● **YOUR OBJECTIVE**: Copy out the whole listing exactly as written, leaving the pictures behind.
(GIVEN DATA begins)
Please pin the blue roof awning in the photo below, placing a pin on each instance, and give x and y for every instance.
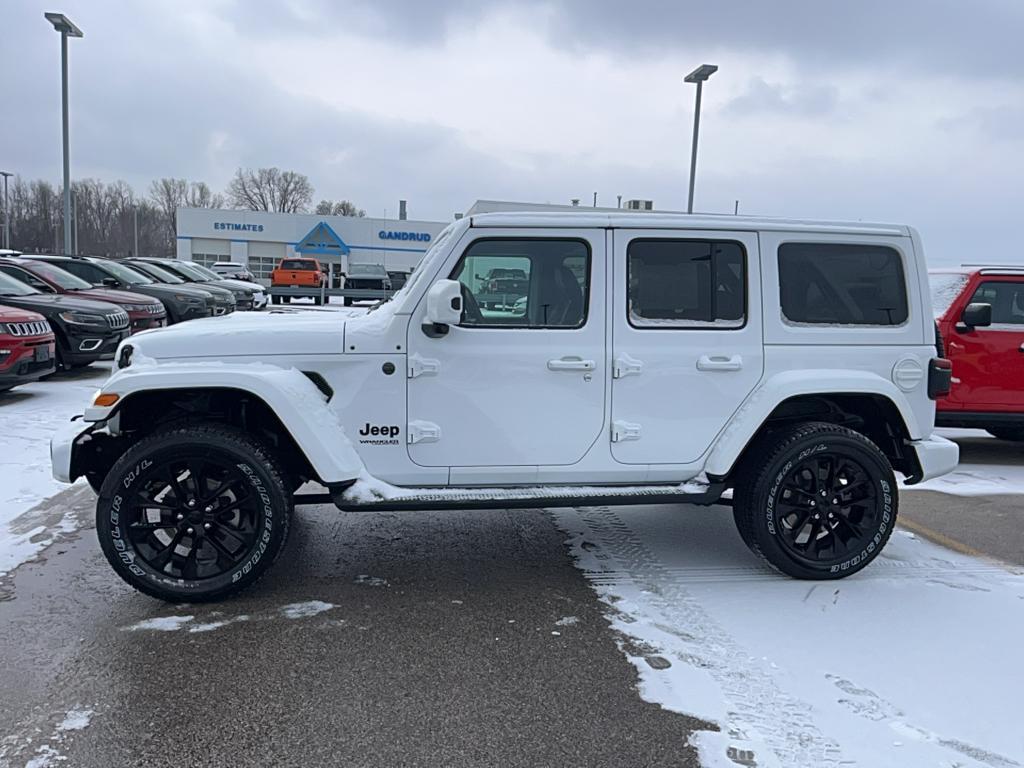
(323, 240)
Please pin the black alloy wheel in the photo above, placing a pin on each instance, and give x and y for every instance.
(194, 512)
(815, 500)
(827, 503)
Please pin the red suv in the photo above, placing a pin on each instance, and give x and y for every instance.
(27, 347)
(980, 312)
(143, 311)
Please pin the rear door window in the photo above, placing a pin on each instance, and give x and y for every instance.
(833, 284)
(686, 284)
(1007, 300)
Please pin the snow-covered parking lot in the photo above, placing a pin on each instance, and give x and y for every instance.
(912, 663)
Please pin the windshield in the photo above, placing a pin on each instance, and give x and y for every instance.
(55, 274)
(157, 273)
(945, 288)
(189, 270)
(126, 273)
(375, 270)
(11, 287)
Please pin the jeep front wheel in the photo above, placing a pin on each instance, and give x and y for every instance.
(816, 501)
(194, 513)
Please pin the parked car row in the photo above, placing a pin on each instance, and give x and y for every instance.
(58, 312)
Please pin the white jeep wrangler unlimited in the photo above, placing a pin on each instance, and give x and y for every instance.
(642, 358)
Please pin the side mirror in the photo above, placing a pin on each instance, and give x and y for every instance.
(977, 315)
(443, 307)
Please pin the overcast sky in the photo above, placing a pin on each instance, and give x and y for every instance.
(909, 111)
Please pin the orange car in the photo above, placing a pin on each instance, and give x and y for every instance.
(297, 272)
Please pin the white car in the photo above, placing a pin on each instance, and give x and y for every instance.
(655, 358)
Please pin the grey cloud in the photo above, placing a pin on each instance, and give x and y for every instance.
(801, 100)
(980, 38)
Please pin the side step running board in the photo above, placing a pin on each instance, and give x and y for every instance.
(518, 498)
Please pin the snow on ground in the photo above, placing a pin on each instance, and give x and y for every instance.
(29, 415)
(911, 663)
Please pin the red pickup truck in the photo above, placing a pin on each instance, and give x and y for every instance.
(298, 271)
(980, 313)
(GIVEN DATA ends)
● **THE ANSWER**:
Please pin the blue roof awning in the photo below, placing a pin on each instance, and give x and y for every instance.
(323, 240)
Please pin the black alloy wheel in the photo above, placing a pin on each instance, and give x and y for every instance.
(194, 512)
(815, 500)
(827, 503)
Please pin the red suv in the photo above, placing a pin on each instance, and give x and y for every instance.
(27, 347)
(980, 312)
(143, 311)
Please pin the rear door window in the photo above, placing a pin on each instance, and give x and y for every instance.
(833, 284)
(686, 284)
(1007, 300)
Please pin the snow-covered parking lot in the photo above, placing a pin on each instance, and give x and y for every instance.
(912, 663)
Please pin the windshield in the photo above, placing a pin on each instance, and give x and y for every instance.
(55, 274)
(157, 273)
(945, 288)
(189, 270)
(126, 273)
(375, 270)
(11, 287)
Please pin the jeep front wheel in the photo above, placing a pin on each instance, and give x and y for every instance.
(816, 501)
(194, 513)
Please pin the parked car row in the photo above, placing a pin on each instance, and give x and y for every instance.
(58, 312)
Please pin the white jeep wrangler unlimited in the photo above, placing a pin on each instance, and give x and y for every instance.
(642, 358)
Please pin the side mirror in the photo above, placing a pin on each instance, and give x and y for every instance.
(977, 315)
(443, 307)
Please pin the overcast sky in the photo above, placing a pin on each instance, and give x and y for every instance.
(909, 111)
Please pin the orange car in the photo above, placing a pin on each instance, and give x and y for every instance.
(297, 272)
Please pin the white car in the photo above, placing a pin on each instance, and give x and y for every instance.
(655, 358)
Please pin the grey cloud in the photo above, placing a pin on each instance, and give x and y for every instance.
(801, 100)
(980, 38)
Please pin the side step running board in the photo above, placing a pin on each instance, and give x and y for every instance.
(518, 498)
Please pin the snow on ground in the photo above, placing a pin on each instance, and give x and y for every instance.
(29, 415)
(911, 663)
Please pin the red pickup truck in the photo above, placing a pin on each instance, and give x and y for every instance.
(298, 271)
(980, 313)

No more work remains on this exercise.